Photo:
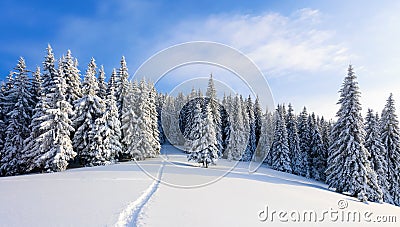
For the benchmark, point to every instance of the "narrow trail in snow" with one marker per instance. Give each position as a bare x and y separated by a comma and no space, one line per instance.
129,216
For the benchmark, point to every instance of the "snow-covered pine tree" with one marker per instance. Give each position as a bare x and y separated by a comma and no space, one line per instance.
88,109
160,103
153,126
326,127
2,125
377,151
108,131
246,154
225,122
204,147
238,138
194,143
304,136
280,148
295,155
32,145
68,69
129,124
170,122
36,86
18,121
318,152
101,80
251,144
212,101
257,119
263,146
122,84
53,147
348,167
390,136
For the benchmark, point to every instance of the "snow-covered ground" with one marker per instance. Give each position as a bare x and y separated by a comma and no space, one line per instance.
168,191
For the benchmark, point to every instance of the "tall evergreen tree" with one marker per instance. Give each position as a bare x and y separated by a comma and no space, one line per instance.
258,115
153,126
52,143
122,84
377,151
390,136
263,146
130,125
18,121
251,144
101,80
108,130
68,69
304,136
88,109
280,148
212,99
295,155
348,167
204,147
318,152
36,86
237,140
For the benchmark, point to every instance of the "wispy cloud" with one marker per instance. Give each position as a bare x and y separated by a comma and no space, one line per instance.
278,44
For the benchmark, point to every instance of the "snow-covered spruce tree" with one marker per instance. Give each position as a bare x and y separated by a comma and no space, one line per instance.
160,102
108,131
318,152
377,153
295,155
129,124
32,145
304,136
390,136
238,138
258,115
251,144
139,137
246,123
122,84
153,127
2,125
18,121
326,127
88,109
225,122
52,144
68,69
280,148
36,86
204,147
101,81
348,167
212,101
170,121
263,146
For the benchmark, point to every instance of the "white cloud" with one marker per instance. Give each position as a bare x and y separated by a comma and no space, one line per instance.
278,44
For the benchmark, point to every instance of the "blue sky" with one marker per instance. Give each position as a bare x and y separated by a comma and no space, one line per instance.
302,47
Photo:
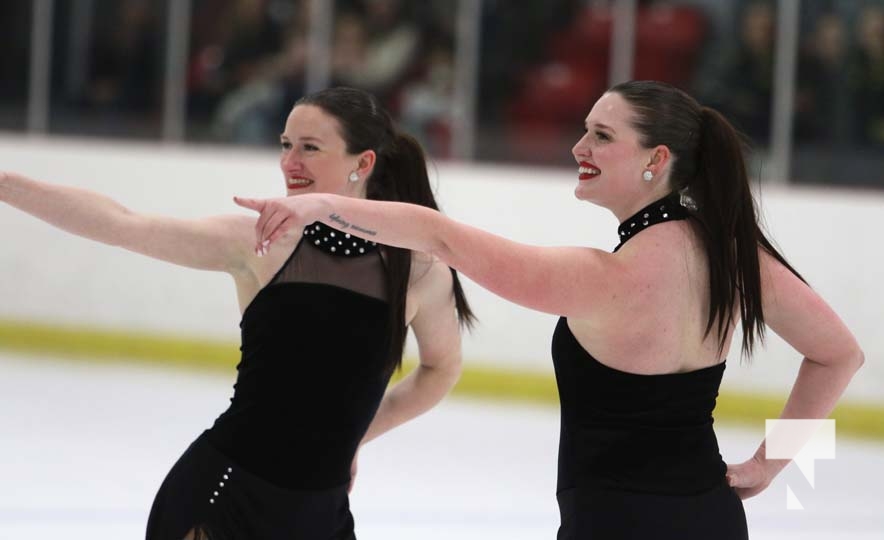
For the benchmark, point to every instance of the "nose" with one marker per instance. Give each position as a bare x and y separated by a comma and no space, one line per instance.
581,148
290,161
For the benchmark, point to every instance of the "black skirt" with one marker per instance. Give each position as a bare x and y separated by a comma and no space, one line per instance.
589,514
206,494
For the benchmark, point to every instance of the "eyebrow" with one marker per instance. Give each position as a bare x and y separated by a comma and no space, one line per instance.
306,138
603,126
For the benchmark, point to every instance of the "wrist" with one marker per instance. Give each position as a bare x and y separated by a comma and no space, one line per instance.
5,180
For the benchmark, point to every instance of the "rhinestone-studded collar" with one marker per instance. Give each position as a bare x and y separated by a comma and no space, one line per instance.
668,208
335,242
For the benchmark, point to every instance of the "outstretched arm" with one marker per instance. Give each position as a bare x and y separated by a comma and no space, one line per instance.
217,243
568,281
831,358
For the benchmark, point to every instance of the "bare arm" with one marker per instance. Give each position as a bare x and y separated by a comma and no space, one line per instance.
831,357
217,243
568,281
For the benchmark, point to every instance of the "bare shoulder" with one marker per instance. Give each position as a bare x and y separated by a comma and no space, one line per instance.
659,256
428,272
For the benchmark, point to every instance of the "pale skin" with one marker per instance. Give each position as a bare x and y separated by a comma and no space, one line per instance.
314,159
642,309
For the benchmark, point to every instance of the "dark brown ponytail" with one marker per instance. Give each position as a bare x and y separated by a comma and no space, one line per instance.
709,169
400,174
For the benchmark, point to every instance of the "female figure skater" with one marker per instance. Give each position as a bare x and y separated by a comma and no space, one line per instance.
324,319
639,348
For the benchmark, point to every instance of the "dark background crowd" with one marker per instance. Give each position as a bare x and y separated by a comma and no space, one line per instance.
542,63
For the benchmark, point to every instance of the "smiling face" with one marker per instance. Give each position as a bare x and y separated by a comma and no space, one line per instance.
314,156
611,160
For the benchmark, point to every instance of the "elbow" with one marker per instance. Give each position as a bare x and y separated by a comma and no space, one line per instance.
858,358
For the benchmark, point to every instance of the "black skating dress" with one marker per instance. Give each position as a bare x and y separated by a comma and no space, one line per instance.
314,367
638,458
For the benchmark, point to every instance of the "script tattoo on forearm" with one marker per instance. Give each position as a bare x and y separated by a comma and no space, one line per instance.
344,224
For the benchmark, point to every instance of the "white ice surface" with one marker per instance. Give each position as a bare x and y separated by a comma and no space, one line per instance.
83,448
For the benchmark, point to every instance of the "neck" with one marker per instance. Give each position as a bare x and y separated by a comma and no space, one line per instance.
640,201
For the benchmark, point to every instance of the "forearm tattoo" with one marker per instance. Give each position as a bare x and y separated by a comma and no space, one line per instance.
344,224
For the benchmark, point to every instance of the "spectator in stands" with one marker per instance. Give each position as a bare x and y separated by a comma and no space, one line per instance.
740,84
867,76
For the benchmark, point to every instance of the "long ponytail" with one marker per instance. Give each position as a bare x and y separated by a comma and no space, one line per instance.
709,170
400,174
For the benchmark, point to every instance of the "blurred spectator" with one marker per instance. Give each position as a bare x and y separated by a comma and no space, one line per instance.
388,38
125,70
427,103
259,71
867,76
821,98
740,84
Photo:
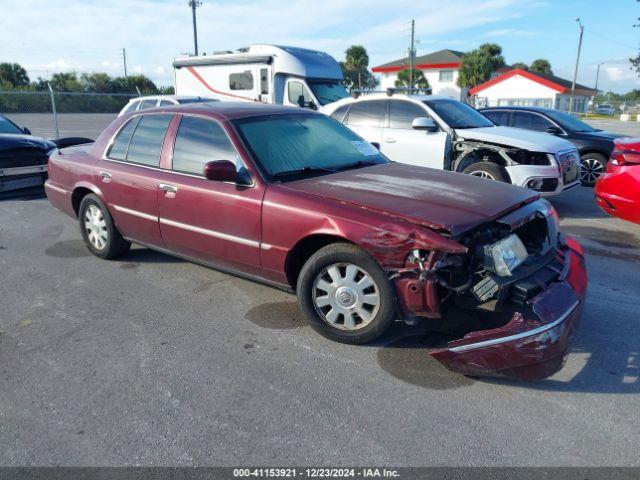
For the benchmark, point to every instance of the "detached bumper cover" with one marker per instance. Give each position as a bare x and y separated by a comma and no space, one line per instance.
534,344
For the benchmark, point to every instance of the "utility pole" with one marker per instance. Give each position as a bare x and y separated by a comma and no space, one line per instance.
412,53
597,75
575,71
195,4
124,61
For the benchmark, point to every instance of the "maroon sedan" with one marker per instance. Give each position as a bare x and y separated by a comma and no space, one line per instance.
294,199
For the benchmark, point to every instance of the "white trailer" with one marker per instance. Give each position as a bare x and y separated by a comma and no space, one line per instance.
262,73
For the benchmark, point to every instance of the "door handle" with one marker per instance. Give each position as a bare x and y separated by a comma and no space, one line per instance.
168,188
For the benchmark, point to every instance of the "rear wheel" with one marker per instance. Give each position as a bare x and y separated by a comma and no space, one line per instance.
487,170
592,166
98,231
346,295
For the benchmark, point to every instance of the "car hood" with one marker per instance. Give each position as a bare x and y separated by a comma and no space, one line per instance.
432,198
10,141
516,137
601,135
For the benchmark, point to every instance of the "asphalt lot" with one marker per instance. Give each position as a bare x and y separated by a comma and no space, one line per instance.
150,360
90,125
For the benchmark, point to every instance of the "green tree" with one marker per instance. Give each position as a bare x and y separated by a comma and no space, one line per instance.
355,69
14,75
541,65
478,65
404,80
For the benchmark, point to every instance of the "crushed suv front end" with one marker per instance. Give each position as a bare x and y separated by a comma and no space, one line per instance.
512,300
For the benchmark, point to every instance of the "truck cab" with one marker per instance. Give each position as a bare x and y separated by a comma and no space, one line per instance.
262,73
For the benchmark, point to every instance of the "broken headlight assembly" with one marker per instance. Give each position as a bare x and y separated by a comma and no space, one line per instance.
504,256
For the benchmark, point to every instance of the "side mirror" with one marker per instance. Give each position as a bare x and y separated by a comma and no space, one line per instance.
220,171
424,123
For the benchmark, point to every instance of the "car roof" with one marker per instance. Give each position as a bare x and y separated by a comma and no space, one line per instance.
228,110
525,109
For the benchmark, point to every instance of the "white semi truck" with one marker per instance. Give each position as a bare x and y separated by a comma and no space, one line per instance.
262,73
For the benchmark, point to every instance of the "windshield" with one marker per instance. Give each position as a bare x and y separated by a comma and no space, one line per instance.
7,126
457,114
327,91
292,146
569,122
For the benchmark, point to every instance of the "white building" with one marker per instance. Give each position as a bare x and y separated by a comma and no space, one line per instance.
524,88
440,69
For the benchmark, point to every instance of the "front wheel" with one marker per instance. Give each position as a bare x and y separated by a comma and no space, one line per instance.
487,170
346,295
592,165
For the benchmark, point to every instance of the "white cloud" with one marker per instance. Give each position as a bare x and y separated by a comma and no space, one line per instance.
91,35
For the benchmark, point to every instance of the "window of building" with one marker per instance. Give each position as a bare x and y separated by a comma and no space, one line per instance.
241,81
198,142
446,75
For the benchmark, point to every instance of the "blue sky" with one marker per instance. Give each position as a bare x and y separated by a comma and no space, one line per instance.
84,35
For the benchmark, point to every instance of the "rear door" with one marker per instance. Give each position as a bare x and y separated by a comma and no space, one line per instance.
401,143
366,118
216,222
128,176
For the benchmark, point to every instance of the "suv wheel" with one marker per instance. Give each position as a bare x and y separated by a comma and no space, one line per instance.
98,231
487,170
592,165
346,295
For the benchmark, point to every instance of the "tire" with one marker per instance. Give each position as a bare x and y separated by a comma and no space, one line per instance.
592,165
98,231
331,293
487,170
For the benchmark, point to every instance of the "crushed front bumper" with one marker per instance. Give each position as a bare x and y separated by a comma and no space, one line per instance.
534,344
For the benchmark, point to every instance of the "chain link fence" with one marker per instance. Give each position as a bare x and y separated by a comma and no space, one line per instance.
52,114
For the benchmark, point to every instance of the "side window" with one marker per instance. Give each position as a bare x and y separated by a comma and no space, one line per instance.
148,137
530,121
118,150
402,114
340,112
499,117
297,90
366,113
199,141
241,81
264,81
146,104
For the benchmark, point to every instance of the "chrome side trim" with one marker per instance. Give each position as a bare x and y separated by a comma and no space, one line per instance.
211,233
54,188
5,172
517,336
135,213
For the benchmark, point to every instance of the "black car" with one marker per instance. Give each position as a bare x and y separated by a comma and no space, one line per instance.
24,158
595,146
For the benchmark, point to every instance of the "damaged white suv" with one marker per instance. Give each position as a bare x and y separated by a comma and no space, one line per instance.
440,132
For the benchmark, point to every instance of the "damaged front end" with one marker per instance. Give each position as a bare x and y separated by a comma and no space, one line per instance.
512,297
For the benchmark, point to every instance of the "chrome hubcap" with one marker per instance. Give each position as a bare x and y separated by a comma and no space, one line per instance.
346,296
482,174
590,170
96,227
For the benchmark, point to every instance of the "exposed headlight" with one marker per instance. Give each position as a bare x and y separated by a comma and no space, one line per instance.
504,256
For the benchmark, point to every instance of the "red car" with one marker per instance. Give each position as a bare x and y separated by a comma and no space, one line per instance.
294,199
618,190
..........
## Given task
Return every line above that contains the word "chrome", copying each one in full.

## Exercise output
For the benchmark, point to every instance of the "chrome side trim" with one marker per instance. Give each position as a bare x and y separated by a comma and no space, one line per instance.
For the benchmark, point to every instance of the "chrome hubcap" with one marker per instance. Give each position as a bare x and y separated by a comma and no space, one line per instance.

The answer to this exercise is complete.